A CAPACIDADE CONTRIBUTIVA SOB O ENFOQUE DO SUPREMO TRIBUNAL FEDERAL

 

Mariana Padulla de SOUZA[1]

 

O princípio da capacidade contributiva é, num Estado democrático de Direito, o mais importante mediador entre o Fisco e o contribuinte de fato. Este princípio é um direito fundamental e busca com base em outros princípios fundamentais, como a justiça e a igualdade, contrabalancear o dever fundamental de arcar com os custos do Estado, através dos tributos, com a capacidade de cada indivíduo de arcar com esse custo.

É impossível a existência de um Estado sem que haja a contribuição financeira da sociedade. É ela quem arca com as despesas do Estado onde vive. Mas, deve-se lembrar que os cidadãos devem contribuir de uma maneira justa. Essa medida justa é refletida pela capacidade contributiva.

O principio da capacidade contributiva tem limites para que seja aplicado e que serve de balizamento para a elaboração de leis e julgamento de casos.

No Brasil esse principio ainda tem uma aplicação muito tímida. Contudo, ele vem sendo debatido pelo Supremo Tribunal Federal que eh o guardião da Constituição, bem como dos direitos e garantias nela inseridos.

O principio da capacidade contributiva encontra respaldo no sobreprincipio da justiça e da isonomia.

Ives Granda da Silva Martins define a capacidade contributiva como “a capacidade do contribuinte relacionada com a imposição especifica ou global, sendo portanto dimensão econômica particular de sua vinculação ao poder tributante, nos termos da lei”.

O principio da capacidade contributiva tem por destinatários tanto as pessoa físicas quanto as pessoas jurídicas e apresenta diversos contornos que facilitam a sua aplicação, quais sejam: os limites, atributos, índices e técnicas.

No Brasil não há uma indicação correta do valor da contribuição, como na Espanha, por exemplo. Contudo existe uma indicação de que o ordenamento constitucional pátrio reputa como mínimo existencial no art. 7, IV da CF/88.

Com a leitura de tal dispositivo percebe-se que, somente após ter atendido suas necessidades e de sua família, poderá o cidadão contribuir para o Estado. Este é o limite mínimo de cada indivíduo em contribuir.

== Exercícios propostos ==
- A) Extraia do texto sobre capacidade contributiva o trecho que começa em "Mariana Padulla de" e segue até "pela capacidade contributiva.".
- B) Segundo o texto sobre capacidade contributiva, por que os cidadãos precisam contribuir financeiramente com o Estado? Responda em até três frases.
- C) Dê a continuação do texto sobre capacidade contributiva a partir do ponto em que ele termina.
A listagem não tem relação com o texto sobre capacidade contributiva.

== Registros brutos ==
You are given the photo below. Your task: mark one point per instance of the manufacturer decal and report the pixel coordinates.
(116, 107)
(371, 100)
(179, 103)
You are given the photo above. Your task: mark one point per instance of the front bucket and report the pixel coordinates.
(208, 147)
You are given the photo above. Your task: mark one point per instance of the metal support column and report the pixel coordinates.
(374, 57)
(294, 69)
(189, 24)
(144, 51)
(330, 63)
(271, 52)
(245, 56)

== Respostas escritas ==
- A)
Mariana Padulla de SOUZA[1]

 

O princípio da capacidade contributiva é, num Estado democrático de Direito, o mais importante mediador entre o Fisco e o contribuinte de fato. Este princípio é um direito fundamental e busca com base em outros princípios fundamentais, como a justiça e a igualdade, contrabalancear o dever fundamental de arcar com os custos do Estado, através dos tributos, com a capacidade de cada indivíduo de arcar com esse custo.

É impossível a existência de um Estado sem que haja a contribuição financeira da sociedade. É ela quem arca com as despesas do Estado onde vive. Mas, deve-se lembrar que os cidadãos devem contribuir de uma maneira justa. Essa medida justa é refletida pela capacidade contributiva.

- B) Porque é impossível a existência de um Estado sem a contribuição financeira da sociedade, que é quem arca com as despesas do Estado onde vive. Essa contribuição, porém, deve ser feita de maneira justa, e essa medida justa é refletida pela capacidade contributiva.

- C)
O limite máximo é o confisco. A CF veda o confisco no art. 150, IV, pois foi tido como afronta a direito fundamental do contribuinte.

A inconstitucionalidade do confisco é um desdobramento da garantia ao direito de propriedade, afinal de nada adiantaria de um lado garantir a propriedade e de outro permitir que a mesma fosse espoliada pela tributação.

Em segundo lugar é importante analisar os atributos que a capacidade contributiva possui, que são: a atualidade, a efetividade e a realidade. Por tal motivo não se admitem presunções absolutas em termos de tributação, irretroatividade da norma de incidência e nem impedimentos legais para aferir a capacidade de contribuição do individuo para com o Estado.

Em terceiro, tem-se os índices da capacidade contributiva que são: a renda, o consumo e o patrimônio.

Por fim ainda pode-se dizer que a capacidade contributiva pode ser auferida por meio da utilização das seguintes técnicas: seletividade - o tributo aumenta à medida que a essencialidade do produto diminui; proporcionalidade – há uma alíquota, um valor estipulado sobre a base de cálculo; progressividade – a alíquota é elevada de acordo com o aumento da base de calculo; pessoalidade – a tributação procura focar o contribuinte, buscando a capacidade contributiva real.

O Brasil é um Estado Democrático de Direito e passou por uma série de transformações.

Esse Estado que garante tantos direitos fundamentais tem um custo que é arcado pela tributação, dever a todos imposto pelo simples fato de viverem em sociedade.

Para José Casalta Nabais o imposto é indispensável para uma vida em sociedade organizada em comunidade fiscal. Não pode o tributo ser encarado como mero poder estatal para o Estado, e nem como um sacrifício para o contribuinte.

Esse dever fundamental vem consagrado no Título VI da Constituição Federal e visa assegurar todos os direitos fundamentais contidos na Carta Magna, tanto aqueles veiculados no rol do art. 5°, bem como outros espalhados pela legislação.

Assim, a capacidade contributiva é um direito fundamental de extrema importância, tendo em vista que é este principio que busca o equilíbrio entre o dever fundamental de pegar tributos e todos os outros direitos assegurados pelo sistema.

A capacidade contributiva não se limita ao art. 145, §1° da Constituição. Vários são os dispositivos que trazem este principio da capacidade contributiva, tais como: art. 1°, II, 3°, I, III e IV, 5°, caput e incisos XIII e XXII, 150, II e IV, 153, III, todos da CF.

Tendo em vista que a capacidade contributiva está em diversos incisos no rol do art. 5°, não há como negar a ele status de direito fundamental.

O STF, em poucas ocasiões, foi provocado para se manifestar acerca do principio da capacidade contributiva. Em alguns casos o STF deu uma interpretação mais literal, em outros extrapolou a literalidade.

Para facilitar o entendimento dado pelo Supremo, pode-se dividir em tópicos as orientações do Egrégio Tribunal ao principio da capacidade contributiva.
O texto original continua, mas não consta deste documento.